**Challenge**. Print the following records verbatim, reproducing every line without alteration.

**Exercise inputs**.
========================================

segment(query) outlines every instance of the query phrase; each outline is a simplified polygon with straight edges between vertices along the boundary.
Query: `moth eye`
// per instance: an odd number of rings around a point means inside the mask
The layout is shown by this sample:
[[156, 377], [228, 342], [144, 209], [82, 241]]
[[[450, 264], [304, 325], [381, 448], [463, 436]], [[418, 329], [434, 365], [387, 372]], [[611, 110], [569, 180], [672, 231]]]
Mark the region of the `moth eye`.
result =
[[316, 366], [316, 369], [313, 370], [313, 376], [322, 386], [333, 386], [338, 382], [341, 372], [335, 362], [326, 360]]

========================================

**Task result**.
segment(query) outlines every instance of the query phrase; each outline is a simplified polygon with straight edges between vertices along the boundary.
Query: `moth eye`
// per instance: an odd number of rings around a point means inside the mask
The layout is shown by this sample:
[[156, 377], [228, 342], [144, 209], [82, 241]]
[[[450, 264], [304, 325], [381, 448], [463, 436]], [[418, 329], [434, 365], [387, 372]], [[611, 110], [569, 180], [672, 231]]]
Mark the region of the `moth eye`.
result =
[[316, 366], [316, 369], [313, 370], [313, 376], [322, 386], [333, 386], [338, 382], [341, 372], [335, 362], [326, 360]]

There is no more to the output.